= TASK TO COMPLETE =
Down to the last line, restate the records below word for word, dropping every image.

= RECORDED DATA =
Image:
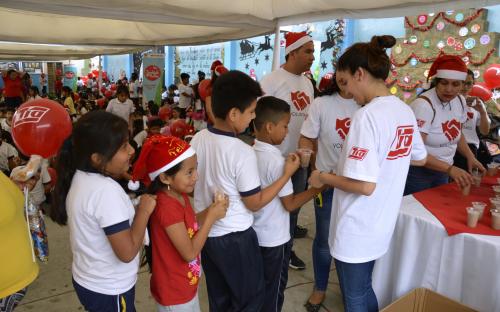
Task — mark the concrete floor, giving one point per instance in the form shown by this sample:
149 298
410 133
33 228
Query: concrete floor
52 291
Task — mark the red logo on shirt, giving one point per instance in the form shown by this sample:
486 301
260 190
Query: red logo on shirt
451 129
152 72
32 114
342 126
300 100
357 153
401 145
470 115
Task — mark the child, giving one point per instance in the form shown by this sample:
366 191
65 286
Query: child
106 232
122 106
175 236
231 254
272 223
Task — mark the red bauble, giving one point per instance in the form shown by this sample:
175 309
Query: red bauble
39 127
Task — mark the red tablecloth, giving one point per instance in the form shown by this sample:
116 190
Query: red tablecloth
448 205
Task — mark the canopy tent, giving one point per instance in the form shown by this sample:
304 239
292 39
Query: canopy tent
133 24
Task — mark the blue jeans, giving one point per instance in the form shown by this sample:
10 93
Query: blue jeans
421 178
356 285
322 259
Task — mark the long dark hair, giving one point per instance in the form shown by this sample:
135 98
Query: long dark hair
95 132
154 188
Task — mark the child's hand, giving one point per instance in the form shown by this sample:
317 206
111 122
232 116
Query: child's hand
147 203
314 179
292 163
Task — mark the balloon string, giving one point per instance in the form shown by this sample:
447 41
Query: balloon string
26 195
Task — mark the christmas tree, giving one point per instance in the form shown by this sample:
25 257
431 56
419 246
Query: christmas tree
462 33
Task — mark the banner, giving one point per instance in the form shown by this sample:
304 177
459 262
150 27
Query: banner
70 76
153 67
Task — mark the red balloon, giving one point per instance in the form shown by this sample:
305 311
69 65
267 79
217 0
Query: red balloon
164 113
179 128
492 76
39 127
203 88
480 90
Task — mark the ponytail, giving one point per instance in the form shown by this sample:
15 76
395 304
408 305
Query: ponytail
65 169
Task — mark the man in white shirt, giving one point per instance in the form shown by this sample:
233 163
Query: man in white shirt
288 83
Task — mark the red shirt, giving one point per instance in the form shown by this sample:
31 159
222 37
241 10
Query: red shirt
12 88
173 280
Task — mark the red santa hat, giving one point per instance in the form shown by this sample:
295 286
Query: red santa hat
448 67
215 64
158 154
296 40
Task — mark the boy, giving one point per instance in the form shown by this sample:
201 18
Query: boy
231 258
272 223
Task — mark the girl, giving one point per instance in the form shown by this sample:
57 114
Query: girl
176 238
326 127
67 95
440 112
383 139
122 106
106 232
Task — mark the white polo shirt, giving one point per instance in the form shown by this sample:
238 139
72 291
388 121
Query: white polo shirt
329 120
227 164
272 222
444 132
382 140
298 92
97 205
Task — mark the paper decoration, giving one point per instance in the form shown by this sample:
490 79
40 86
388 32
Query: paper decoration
470 43
422 19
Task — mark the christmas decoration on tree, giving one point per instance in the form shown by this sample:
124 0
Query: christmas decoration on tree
462 33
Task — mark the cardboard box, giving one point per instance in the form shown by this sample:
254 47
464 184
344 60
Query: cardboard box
425 300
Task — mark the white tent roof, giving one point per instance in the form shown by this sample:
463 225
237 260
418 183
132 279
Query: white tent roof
134 24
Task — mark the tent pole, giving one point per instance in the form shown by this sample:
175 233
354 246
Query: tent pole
276 50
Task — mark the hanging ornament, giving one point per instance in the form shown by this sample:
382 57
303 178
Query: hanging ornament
440 26
485 39
450 41
398 49
422 19
475 28
470 43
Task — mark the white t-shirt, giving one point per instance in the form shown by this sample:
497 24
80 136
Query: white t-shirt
272 222
383 138
96 204
329 120
185 101
444 132
121 109
472 122
298 92
227 164
6 151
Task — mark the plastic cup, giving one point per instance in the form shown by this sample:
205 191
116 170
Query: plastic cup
472 217
495 219
479 206
305 157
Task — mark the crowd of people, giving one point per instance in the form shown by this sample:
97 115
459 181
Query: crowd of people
367 149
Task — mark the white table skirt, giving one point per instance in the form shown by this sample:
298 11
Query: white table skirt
464 267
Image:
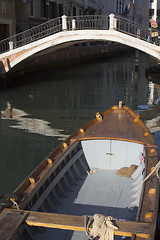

= RESPONSE AREA =
Image:
Task — mark the concrete floor, giving one point per instance in the form shown by this sample:
149 298
410 133
33 228
Query: concrete floor
52 291
Task — mark the red logo on shirt, giving one point per instance in the form shown by this sample:
486 301
260 190
Query: red logo on shirt
451 129
152 72
32 114
342 126
300 100
357 153
401 145
470 115
Task — mark the child, giving one point per instance in the form shown by this sample:
366 191
65 286
Query: child
106 232
122 106
175 236
231 254
272 223
Task — mark the red bauble, giving one point per instance in the form shown by this sample:
175 309
Query: red bauble
39 127
Task — mark the red tablecloth, giving one point per instance in the form shown by this sample:
116 190
Query: red tablecloth
448 205
Task — mark the canopy tent, giving one point per instance in the form shown by this sample:
304 239
292 39
Query: canopy tent
133 24
Task — mark the blue jeans, giving one point per instance in the form shown by this sample:
10 93
Query: blue jeans
421 178
356 285
322 259
Task — mark the long dark hair, giving one point per instance in the form shown by this sample:
135 98
Query: long dark hair
95 132
154 188
Task — mark the child's hand, giving one point per instance in the form shown by this sample:
317 206
111 122
232 116
Query: child's hand
147 203
314 179
292 163
Task — mark the balloon string, giving one point per instance in the form shown by this sample:
447 41
Query: balloon string
26 195
Task — mark the christmas tree, giving one point per instance in the form shown by this sample:
25 257
431 56
419 246
Query: christmas tree
462 33
Task — mark the banner, giving one point per instance in the form shown by this sample:
304 177
459 262
150 27
Query: banner
70 76
153 67
Task — mark the red balloon, giving one point per instance in the form shown by this sample:
305 311
69 65
267 79
217 0
Query: red balloon
164 113
179 128
492 76
39 127
203 88
480 90
Task — mark the ponytail, giving one point per instance in the form shown by this sample:
15 76
395 304
408 305
Query: ponytail
65 169
Task — mark the man in white shirt, giving one point per instance in the form shown by this sample:
233 163
Query: man in white shirt
288 83
Task — mark the red shirt, giving one point per instance in the form shown by this sample:
31 159
222 37
241 10
Query: red shirt
12 88
173 280
Task — mark the red santa hat, giving one point per instance in the form shown by this sample:
295 286
Query: red santa hat
448 67
215 64
158 154
296 40
Task — mark the boy, giving one point per instance in the form shown by this sample:
201 18
Query: boy
231 258
272 223
Task — mark the girl, giving one point per instance in the form shown by this sample:
57 114
Query: girl
176 238
326 127
67 95
440 112
383 139
122 106
106 232
Task — mark the white polo shirt, giving one point per instance in the form shown by this sample:
238 139
72 291
388 121
Query: white polo shirt
329 120
227 164
272 222
444 132
382 140
298 92
97 205
Task — mark the paper decoration, giving one point per instance in the form shown by this sample:
490 79
40 86
388 32
Query: paper decoration
470 43
422 19
Task — mark the christmas decoration on tree, giving one point per instance in the form shown by this sample:
124 0
Query: christmas decoration on tree
462 33
Task — mark the cardboard box, giving one point per instance in the form shown by this sample:
254 47
464 184
344 60
Query: cardboard box
425 300
Task — mark the white tent roof, giving one point per instance in the form shown by this sample:
463 225
237 260
418 183
132 279
Query: white tent roof
134 24
Task — mark the tent pole, giving one point per instance in the form shown by this sample:
175 233
354 246
Query: tent pole
276 50
Task — mark the hanging ornament, giving one point per instance in the form shown by this sample:
382 57
303 178
Query: hanging ornament
440 26
485 39
450 41
398 49
422 19
475 28
470 43
Task — mark the white t-shirt, giving one point per instance in the form shown by this sample:
497 24
80 136
Query: white t-shirt
272 222
383 138
96 204
329 120
185 101
444 132
121 109
472 122
298 92
227 164
6 151
Task — mark the plastic cup, giving one point per instance in the form shown by this sample:
205 191
116 170
Query: plastic cup
472 217
495 219
479 206
305 157
Task — mark the crowd of people, giving one point per instance in the form shown by this sample:
97 115
459 181
Query: crowd of people
367 149
Task — mark the white table skirt, giving one point per instance in the form shown by this sample:
298 11
Query: white table skirt
464 267
Image:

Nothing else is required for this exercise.